Try it:
Each entry needs to be given again, character for character.

Data supplied:
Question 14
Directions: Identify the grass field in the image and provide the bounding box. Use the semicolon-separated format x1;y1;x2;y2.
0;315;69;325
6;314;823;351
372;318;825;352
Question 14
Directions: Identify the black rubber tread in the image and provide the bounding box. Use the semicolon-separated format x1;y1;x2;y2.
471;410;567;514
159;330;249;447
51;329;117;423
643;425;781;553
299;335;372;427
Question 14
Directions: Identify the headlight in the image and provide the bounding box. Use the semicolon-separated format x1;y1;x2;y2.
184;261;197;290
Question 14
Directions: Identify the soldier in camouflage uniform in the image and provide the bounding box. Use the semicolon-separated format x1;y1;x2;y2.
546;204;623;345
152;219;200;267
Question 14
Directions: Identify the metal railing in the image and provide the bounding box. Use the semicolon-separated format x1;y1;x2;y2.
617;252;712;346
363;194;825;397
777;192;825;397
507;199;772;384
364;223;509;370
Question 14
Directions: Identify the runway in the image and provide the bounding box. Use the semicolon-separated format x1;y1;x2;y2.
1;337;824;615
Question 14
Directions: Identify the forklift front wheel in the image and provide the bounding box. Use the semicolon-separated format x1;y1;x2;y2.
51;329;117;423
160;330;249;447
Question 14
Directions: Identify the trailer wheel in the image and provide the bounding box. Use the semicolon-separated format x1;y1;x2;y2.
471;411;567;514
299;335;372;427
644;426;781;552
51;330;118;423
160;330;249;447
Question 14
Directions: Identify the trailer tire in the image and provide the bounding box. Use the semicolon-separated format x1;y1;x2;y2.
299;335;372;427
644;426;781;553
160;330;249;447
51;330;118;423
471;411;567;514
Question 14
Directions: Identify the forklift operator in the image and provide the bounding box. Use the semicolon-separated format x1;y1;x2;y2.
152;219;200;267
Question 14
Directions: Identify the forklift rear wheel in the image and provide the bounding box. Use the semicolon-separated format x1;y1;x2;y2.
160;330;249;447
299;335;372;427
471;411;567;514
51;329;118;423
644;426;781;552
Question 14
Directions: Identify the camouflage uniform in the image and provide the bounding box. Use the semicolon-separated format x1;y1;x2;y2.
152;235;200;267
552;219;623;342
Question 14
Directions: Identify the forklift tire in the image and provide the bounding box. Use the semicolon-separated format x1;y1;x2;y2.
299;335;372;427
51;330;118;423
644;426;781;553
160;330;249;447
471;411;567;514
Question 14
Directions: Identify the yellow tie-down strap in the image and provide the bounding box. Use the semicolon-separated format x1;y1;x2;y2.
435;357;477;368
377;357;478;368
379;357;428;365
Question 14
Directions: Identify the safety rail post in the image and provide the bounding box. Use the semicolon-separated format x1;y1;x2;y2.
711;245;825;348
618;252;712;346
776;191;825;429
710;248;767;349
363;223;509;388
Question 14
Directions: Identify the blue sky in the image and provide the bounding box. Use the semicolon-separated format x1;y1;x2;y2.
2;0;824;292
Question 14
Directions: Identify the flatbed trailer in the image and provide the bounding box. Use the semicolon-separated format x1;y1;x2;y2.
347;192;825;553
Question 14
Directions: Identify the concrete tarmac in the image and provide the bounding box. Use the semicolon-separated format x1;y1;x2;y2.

Task result:
Question 14
Directions: Identify the grass field in the image and provide the bounding box. Use the semicolon-separated format x1;y1;x2;y2.
0;315;69;325
6;314;823;351
372;318;825;352
Question 14
Directions: Identify the black rubber tread in the image and provide the bounding box. Use the semicolon-separated format x1;y1;x2;y2.
471;410;567;514
159;330;249;447
51;329;117;423
643;425;781;553
299;335;372;427
Question 14
Directions: Identify the headlight in the image and provide the bounding box. Use the semicolon-separated format x1;y1;x2;y2.
184;261;197;290
Question 14
Directions: Identify the soldier in camouflage uniform in the image and provide the bounding box. Use the semicolon-separated format x1;y1;x2;y2.
546;204;623;345
152;219;200;267
Question 14
Directions: Identify the metal railing in the image and provide the bounding box. Use the semicolon-separated format x1;y1;x2;y2.
617;252;712;346
363;194;825;397
777;192;825;397
507;199;772;384
364;223;509;370
Question 14
Directions: Identify the runway in the image and provide the bounding box. Use the semicolon-separated format x1;y1;x2;y2.
1;337;824;615
Question 14
Directions: Identify the forklift front wheel in the image and provide the bounding box. Use the semicolon-separated format x1;y1;x2;y2.
51;329;117;423
160;330;249;447
Question 14
Directions: Identify the trailer wheel in the image and provide the bounding box. Use the semicolon-separated format x1;y1;x2;y2.
471;411;567;514
299;335;372;427
644;426;781;552
51;330;118;423
160;330;249;447
Question 14
Directions: Identify the trailer tire in the image and provide the bounding box. Use the semicolon-separated format x1;y1;x2;y2.
299;335;372;427
644;426;781;553
160;330;249;447
51;330;118;423
471;411;567;514
Question 14
Directions: Identify the forklift operator in the image and provide the bounding box. Use the semicolon-separated format x1;y1;x2;y2.
152;219;200;267
Question 14
Directions: Identify the forklift rear wheel in the image and provide the bounding box. Use the semicolon-separated format x1;y1;x2;y2.
160;330;249;447
299;335;372;427
471;411;567;514
51;329;118;423
644;426;781;552
Question 14
Directions: Identify the camouflage uniform in the image and provide the bounding box. Use the semicolon-separated format x1;y1;x2;y2.
152;235;200;267
552;219;623;342
Question 14
Directions: Identify the forklift tire in the image and provide the bounding box. Use the semicolon-separated format x1;y1;x2;y2.
299;335;372;427
51;330;118;423
644;426;781;553
160;330;249;447
471;411;567;514
Question 14
Directions: Identify the yellow tie-down strap in the image and provide the bounding box. Use the semicolon-separated format x1;y1;x2;y2.
435;357;477;368
377;357;478;368
379;357;428;365
Question 14
Directions: Identify the safety rail post in the image and provide the bounding box. Use the semicolon-separated format x1;y1;x2;y2.
711;245;825;348
618;252;712;346
776;191;825;429
710;248;767;349
363;223;509;388
Question 14
Directions: Identify the blue sky in the image and provide the bounding box. Use the semicolon-separated format x1;y1;x2;y2.
2;0;824;292
Question 14
Directions: Identify the flatbed trailer in the image and provide the bounding box. Use the semicolon-separated format x1;y1;x2;y2.
347;192;825;553
Question 14
Directions: Identify the concrete tarmac in the image and provide the bounding box. Use the semicolon-separated format x1;y1;x2;y2.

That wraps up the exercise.